## WHAT YOU WILL DO
Look below for the line containing "Query: tall pine tree" and the line containing "The call MUST return, for every instance of the spruce"; repeat exactly those two lines and all lines between them, and nothing else.

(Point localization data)
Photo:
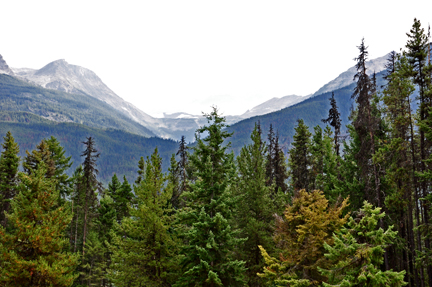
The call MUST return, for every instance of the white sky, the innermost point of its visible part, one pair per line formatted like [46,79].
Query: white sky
[171,56]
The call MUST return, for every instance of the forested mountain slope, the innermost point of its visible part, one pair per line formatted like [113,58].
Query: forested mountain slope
[19,96]
[119,150]
[311,110]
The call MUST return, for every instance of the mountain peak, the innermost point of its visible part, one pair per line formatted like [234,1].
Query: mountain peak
[4,68]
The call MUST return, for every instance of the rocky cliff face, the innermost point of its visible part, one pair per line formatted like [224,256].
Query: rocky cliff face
[60,75]
[346,78]
[4,68]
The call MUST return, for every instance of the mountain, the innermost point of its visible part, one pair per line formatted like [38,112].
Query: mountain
[57,106]
[62,76]
[4,68]
[119,150]
[272,105]
[346,78]
[312,111]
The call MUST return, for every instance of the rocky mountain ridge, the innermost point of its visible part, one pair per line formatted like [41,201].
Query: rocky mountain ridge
[60,75]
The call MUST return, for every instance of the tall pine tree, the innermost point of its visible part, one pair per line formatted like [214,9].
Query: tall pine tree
[9,163]
[208,257]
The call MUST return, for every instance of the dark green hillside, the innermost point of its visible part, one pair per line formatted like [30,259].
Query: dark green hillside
[120,150]
[311,110]
[19,96]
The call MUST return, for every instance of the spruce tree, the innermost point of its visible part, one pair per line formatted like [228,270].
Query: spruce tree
[300,234]
[395,157]
[417,51]
[254,211]
[34,252]
[208,257]
[366,125]
[141,171]
[61,164]
[335,121]
[38,155]
[97,260]
[9,163]
[122,196]
[299,157]
[358,252]
[90,184]
[143,247]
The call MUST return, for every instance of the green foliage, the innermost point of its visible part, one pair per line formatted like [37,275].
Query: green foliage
[211,242]
[119,150]
[300,158]
[19,96]
[358,252]
[9,162]
[300,234]
[34,252]
[255,208]
[143,248]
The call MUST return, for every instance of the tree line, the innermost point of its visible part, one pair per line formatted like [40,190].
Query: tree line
[334,211]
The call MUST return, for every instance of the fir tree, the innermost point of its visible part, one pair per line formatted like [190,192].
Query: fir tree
[299,158]
[254,216]
[279,169]
[358,252]
[300,234]
[90,185]
[335,121]
[61,164]
[9,162]
[417,51]
[208,255]
[366,125]
[174,181]
[122,196]
[33,253]
[396,156]
[141,171]
[270,156]
[97,259]
[40,154]
[143,248]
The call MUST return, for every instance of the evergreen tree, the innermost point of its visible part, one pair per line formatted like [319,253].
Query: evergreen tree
[417,51]
[52,154]
[279,169]
[211,242]
[143,248]
[122,196]
[174,181]
[183,164]
[300,234]
[335,121]
[9,162]
[141,171]
[324,170]
[270,156]
[358,252]
[366,125]
[97,259]
[90,185]
[299,157]
[40,154]
[33,253]
[394,156]
[254,216]
[61,164]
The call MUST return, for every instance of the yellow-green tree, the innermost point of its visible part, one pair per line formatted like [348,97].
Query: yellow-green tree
[34,252]
[300,234]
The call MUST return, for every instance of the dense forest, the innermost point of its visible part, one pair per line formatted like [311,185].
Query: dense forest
[336,210]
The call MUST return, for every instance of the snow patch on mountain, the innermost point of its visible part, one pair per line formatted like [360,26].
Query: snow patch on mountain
[346,78]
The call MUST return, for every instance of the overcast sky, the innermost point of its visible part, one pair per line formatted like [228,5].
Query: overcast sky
[171,56]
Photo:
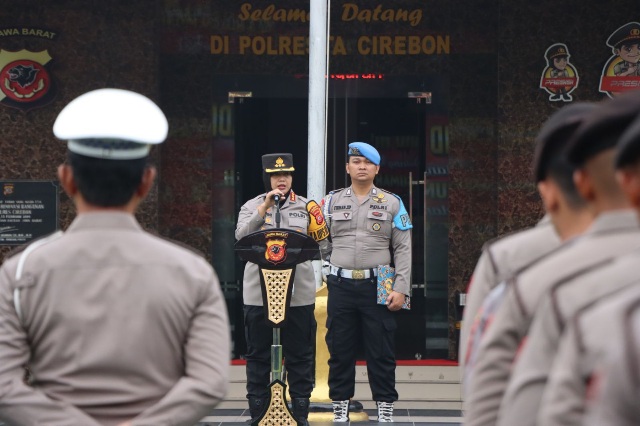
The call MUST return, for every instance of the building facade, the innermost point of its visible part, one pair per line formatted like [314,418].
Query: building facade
[451,93]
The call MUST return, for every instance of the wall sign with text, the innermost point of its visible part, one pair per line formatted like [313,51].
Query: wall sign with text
[28,210]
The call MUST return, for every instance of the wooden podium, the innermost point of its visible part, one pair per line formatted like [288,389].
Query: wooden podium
[277,252]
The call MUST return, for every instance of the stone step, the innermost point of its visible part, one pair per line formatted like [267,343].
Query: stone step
[425,387]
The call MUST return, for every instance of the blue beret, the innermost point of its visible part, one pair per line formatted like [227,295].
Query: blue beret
[362,149]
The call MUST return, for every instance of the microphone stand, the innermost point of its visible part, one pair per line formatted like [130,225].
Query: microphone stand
[276,347]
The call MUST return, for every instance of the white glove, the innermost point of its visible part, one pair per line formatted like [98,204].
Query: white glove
[325,270]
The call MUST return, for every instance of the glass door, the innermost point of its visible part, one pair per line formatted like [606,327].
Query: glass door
[412,138]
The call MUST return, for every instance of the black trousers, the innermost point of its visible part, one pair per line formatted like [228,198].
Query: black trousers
[352,312]
[297,338]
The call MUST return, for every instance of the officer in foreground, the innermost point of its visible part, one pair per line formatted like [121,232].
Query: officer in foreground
[369,228]
[106,324]
[569,295]
[299,333]
[567,216]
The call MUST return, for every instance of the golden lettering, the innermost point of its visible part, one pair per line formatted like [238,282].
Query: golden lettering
[219,45]
[338,46]
[271,13]
[351,12]
[401,45]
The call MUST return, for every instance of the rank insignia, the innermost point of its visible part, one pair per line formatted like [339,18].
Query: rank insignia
[379,198]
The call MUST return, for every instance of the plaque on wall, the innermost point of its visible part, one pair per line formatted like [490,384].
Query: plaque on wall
[28,210]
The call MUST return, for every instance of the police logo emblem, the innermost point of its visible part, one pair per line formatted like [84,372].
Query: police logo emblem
[276,251]
[25,81]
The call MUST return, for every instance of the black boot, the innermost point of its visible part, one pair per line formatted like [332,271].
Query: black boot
[256,408]
[300,409]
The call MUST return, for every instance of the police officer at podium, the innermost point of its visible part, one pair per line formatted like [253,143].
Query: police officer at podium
[299,333]
[369,227]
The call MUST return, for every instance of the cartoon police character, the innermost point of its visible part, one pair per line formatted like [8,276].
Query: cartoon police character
[559,78]
[621,72]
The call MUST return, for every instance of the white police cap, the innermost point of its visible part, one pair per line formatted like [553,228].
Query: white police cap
[112,124]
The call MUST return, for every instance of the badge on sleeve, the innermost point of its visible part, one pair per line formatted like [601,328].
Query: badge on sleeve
[317,229]
[402,220]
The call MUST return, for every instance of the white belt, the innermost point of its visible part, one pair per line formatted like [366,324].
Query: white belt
[354,274]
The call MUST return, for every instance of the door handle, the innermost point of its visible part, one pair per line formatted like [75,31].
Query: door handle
[422,182]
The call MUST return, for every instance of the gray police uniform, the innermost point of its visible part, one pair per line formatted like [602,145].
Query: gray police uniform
[615,400]
[293,215]
[298,334]
[499,260]
[587,340]
[365,234]
[114,324]
[565,298]
[611,234]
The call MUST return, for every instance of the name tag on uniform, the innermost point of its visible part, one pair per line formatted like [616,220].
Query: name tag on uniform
[378,215]
[298,223]
[342,215]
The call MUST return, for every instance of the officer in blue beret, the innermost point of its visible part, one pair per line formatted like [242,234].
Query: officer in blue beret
[365,221]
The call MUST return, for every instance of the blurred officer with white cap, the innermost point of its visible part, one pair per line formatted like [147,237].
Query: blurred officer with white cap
[369,227]
[106,324]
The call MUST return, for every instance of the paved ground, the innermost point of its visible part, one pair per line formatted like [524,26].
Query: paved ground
[402,417]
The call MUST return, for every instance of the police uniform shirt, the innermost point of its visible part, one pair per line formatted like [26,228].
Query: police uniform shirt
[499,260]
[363,232]
[293,215]
[612,233]
[115,324]
[588,338]
[615,399]
[567,296]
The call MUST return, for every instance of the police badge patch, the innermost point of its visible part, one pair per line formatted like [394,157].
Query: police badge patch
[25,81]
[276,251]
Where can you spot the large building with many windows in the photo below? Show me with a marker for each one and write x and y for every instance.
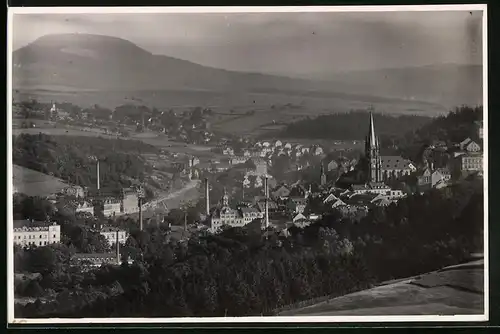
(226, 216)
(34, 233)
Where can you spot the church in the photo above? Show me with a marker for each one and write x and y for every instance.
(382, 168)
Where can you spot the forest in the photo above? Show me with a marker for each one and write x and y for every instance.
(72, 158)
(244, 271)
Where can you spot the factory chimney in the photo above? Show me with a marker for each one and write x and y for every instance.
(98, 177)
(207, 197)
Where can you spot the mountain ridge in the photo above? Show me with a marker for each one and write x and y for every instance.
(89, 62)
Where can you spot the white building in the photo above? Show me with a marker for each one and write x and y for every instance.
(36, 233)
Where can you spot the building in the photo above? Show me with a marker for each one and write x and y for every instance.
(382, 168)
(111, 207)
(371, 187)
(111, 233)
(322, 176)
(260, 166)
(75, 191)
(226, 216)
(85, 207)
(193, 161)
(36, 233)
(281, 192)
(299, 203)
(227, 151)
(236, 160)
(130, 201)
(332, 165)
(480, 129)
(470, 162)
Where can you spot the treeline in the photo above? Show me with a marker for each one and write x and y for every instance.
(72, 158)
(352, 126)
(451, 129)
(240, 272)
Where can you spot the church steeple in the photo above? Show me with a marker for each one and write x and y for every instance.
(372, 154)
(225, 199)
(372, 139)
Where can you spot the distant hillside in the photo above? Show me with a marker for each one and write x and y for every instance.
(33, 183)
(353, 126)
(87, 69)
(446, 84)
(94, 62)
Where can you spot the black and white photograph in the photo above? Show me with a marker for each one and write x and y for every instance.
(247, 164)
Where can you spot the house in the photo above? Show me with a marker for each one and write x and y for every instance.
(317, 150)
(113, 233)
(299, 203)
(301, 221)
(193, 161)
(74, 190)
(337, 203)
(260, 166)
(371, 187)
(281, 192)
(227, 151)
(85, 207)
(330, 198)
(236, 160)
(395, 166)
(469, 162)
(479, 125)
(221, 166)
(332, 165)
(37, 233)
(272, 206)
(469, 145)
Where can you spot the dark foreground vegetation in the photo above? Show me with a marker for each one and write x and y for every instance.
(240, 272)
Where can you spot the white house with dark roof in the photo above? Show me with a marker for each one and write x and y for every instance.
(469, 145)
(395, 166)
(37, 233)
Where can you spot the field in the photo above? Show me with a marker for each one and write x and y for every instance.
(271, 110)
(34, 183)
(450, 291)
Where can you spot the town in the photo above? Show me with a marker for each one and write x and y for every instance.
(273, 187)
(192, 164)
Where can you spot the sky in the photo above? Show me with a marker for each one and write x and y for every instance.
(294, 44)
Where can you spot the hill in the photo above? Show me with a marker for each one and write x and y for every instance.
(33, 183)
(445, 84)
(86, 69)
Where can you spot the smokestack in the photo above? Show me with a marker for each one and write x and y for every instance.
(207, 197)
(267, 205)
(117, 247)
(98, 177)
(140, 214)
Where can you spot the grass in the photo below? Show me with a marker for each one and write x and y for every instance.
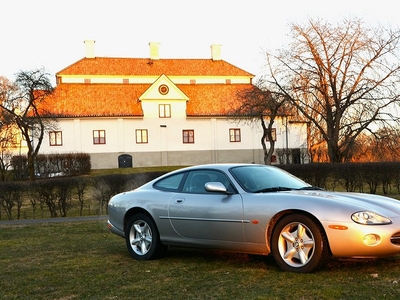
(82, 260)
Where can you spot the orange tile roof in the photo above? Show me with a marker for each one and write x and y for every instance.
(90, 100)
(103, 100)
(147, 67)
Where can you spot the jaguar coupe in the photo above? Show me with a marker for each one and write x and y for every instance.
(255, 209)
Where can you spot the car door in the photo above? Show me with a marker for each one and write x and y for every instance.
(198, 214)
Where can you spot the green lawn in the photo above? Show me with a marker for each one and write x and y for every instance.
(82, 260)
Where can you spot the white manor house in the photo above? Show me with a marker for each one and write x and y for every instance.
(135, 112)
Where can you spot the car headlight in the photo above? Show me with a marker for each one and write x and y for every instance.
(369, 218)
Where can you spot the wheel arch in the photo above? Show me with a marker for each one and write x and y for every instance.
(133, 211)
(275, 219)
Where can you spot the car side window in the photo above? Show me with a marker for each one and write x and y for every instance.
(196, 181)
(170, 183)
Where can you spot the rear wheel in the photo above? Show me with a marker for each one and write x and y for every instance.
(299, 244)
(142, 238)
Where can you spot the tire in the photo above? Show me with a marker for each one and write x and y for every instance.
(299, 244)
(142, 238)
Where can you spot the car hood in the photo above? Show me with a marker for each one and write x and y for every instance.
(384, 205)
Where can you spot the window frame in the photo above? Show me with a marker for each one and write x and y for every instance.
(188, 136)
(101, 140)
(235, 135)
(53, 135)
(140, 137)
(273, 133)
(164, 110)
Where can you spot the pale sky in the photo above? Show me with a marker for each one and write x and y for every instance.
(51, 33)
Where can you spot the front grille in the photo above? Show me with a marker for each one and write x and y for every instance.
(395, 239)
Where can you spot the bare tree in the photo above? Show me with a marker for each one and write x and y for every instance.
(8, 132)
(343, 79)
(32, 88)
(257, 104)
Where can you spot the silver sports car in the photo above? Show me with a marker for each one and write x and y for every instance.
(255, 209)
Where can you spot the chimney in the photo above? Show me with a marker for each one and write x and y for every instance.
(216, 52)
(89, 44)
(154, 53)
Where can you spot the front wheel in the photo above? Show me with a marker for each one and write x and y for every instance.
(142, 238)
(299, 244)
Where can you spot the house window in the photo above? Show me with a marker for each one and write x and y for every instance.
(273, 133)
(141, 136)
(188, 136)
(164, 110)
(55, 138)
(234, 135)
(99, 137)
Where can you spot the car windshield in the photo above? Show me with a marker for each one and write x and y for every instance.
(259, 178)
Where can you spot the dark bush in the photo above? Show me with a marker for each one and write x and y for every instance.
(11, 195)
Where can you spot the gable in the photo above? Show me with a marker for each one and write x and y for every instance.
(163, 89)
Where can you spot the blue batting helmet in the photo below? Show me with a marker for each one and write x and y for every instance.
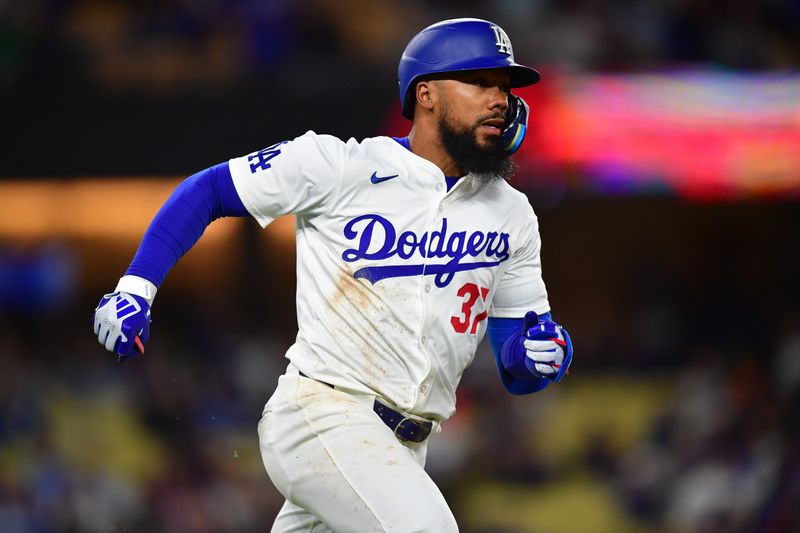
(458, 45)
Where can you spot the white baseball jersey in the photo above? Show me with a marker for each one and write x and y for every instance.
(396, 275)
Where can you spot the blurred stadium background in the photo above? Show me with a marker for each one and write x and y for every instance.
(664, 164)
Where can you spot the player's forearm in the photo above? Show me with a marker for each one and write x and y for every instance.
(181, 221)
(499, 331)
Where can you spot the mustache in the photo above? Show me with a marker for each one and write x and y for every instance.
(489, 117)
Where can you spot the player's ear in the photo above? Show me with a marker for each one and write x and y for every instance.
(426, 94)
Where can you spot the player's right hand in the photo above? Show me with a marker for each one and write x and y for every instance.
(122, 323)
(548, 348)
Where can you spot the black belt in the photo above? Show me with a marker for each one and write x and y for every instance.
(404, 428)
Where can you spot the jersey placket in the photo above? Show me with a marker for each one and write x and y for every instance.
(428, 290)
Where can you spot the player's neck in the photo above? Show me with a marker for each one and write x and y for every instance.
(426, 143)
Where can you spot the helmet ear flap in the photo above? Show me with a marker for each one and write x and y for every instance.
(517, 124)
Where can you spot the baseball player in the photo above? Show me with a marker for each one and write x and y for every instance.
(409, 250)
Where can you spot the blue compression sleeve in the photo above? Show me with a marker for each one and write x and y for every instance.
(499, 330)
(199, 200)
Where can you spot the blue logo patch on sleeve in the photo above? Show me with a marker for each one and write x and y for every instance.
(260, 160)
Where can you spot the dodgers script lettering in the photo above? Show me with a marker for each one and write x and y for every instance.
(376, 239)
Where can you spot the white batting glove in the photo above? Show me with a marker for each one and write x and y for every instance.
(548, 349)
(122, 320)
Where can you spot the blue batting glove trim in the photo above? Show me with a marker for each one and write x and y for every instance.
(501, 330)
(198, 200)
(567, 357)
(118, 319)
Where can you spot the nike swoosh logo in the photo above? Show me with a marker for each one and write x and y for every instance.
(379, 179)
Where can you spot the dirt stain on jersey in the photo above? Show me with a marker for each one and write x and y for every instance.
(355, 299)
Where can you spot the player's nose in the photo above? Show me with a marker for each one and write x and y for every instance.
(498, 99)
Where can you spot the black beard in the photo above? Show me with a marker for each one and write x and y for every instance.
(486, 163)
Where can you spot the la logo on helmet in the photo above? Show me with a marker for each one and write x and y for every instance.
(502, 41)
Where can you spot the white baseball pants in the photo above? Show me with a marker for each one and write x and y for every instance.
(341, 468)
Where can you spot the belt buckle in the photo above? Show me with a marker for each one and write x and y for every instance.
(419, 430)
(399, 425)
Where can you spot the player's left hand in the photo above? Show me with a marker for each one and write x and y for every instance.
(122, 323)
(548, 348)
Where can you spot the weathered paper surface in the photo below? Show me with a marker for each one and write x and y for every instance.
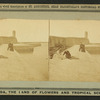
(49, 49)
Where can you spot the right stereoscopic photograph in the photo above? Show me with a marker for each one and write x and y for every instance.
(74, 50)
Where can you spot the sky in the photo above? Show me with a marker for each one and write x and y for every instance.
(26, 30)
(76, 28)
(38, 30)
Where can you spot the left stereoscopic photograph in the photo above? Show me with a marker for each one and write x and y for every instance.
(23, 50)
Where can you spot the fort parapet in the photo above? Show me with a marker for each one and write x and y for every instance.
(6, 40)
(68, 41)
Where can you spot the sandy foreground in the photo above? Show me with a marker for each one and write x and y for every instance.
(85, 67)
(24, 67)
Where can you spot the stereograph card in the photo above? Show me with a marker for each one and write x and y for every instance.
(49, 49)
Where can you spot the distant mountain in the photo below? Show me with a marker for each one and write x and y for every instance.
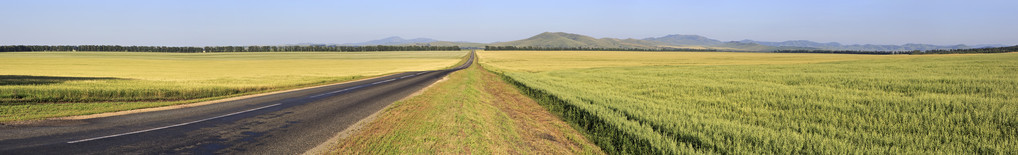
(670, 41)
(867, 47)
(446, 43)
(392, 41)
(573, 40)
(686, 40)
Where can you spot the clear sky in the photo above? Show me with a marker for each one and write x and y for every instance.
(212, 22)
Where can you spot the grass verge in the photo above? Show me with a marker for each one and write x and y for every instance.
(41, 85)
(472, 111)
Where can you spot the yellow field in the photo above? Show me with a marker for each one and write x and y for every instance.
(99, 82)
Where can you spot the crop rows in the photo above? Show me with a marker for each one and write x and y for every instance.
(952, 105)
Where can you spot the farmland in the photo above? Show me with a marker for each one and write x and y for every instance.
(38, 85)
(767, 103)
(472, 111)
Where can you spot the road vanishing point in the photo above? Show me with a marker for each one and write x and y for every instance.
(289, 122)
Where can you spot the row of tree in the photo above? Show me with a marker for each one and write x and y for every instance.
(532, 48)
(115, 48)
(953, 51)
(977, 50)
(845, 51)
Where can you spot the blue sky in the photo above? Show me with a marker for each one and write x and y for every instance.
(217, 22)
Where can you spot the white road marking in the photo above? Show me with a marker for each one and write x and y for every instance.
(387, 81)
(178, 124)
(340, 91)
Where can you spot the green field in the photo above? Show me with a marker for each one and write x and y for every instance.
(765, 103)
(471, 111)
(39, 85)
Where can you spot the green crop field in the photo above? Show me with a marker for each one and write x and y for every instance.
(767, 103)
(38, 85)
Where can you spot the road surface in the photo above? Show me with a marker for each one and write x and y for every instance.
(288, 122)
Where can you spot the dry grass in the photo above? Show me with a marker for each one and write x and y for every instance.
(40, 85)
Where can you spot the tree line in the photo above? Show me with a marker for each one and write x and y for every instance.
(532, 48)
(116, 48)
(952, 51)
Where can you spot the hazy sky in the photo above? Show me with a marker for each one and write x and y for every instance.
(209, 22)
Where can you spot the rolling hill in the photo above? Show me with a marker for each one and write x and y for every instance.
(573, 40)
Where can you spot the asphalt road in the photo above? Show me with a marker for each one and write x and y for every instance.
(288, 122)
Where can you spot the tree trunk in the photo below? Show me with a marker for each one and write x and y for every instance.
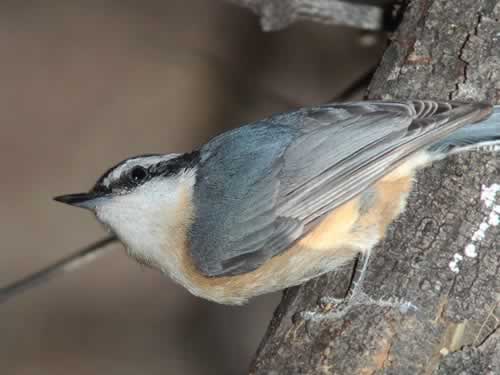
(442, 254)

## EXERCISE OUTPUT
Query: tall pine tree
[9,163]
[208,257]
The call MUST return, for every instance of the dark green hillside, the innermost point of its visible part, one pair per line formatted like [30,259].
Query: dark green hillside
[120,150]
[311,110]
[19,96]
The call MUST return, for every instance of the spruce tree, the innermost point of its visible part, one pair per line formatted like [228,270].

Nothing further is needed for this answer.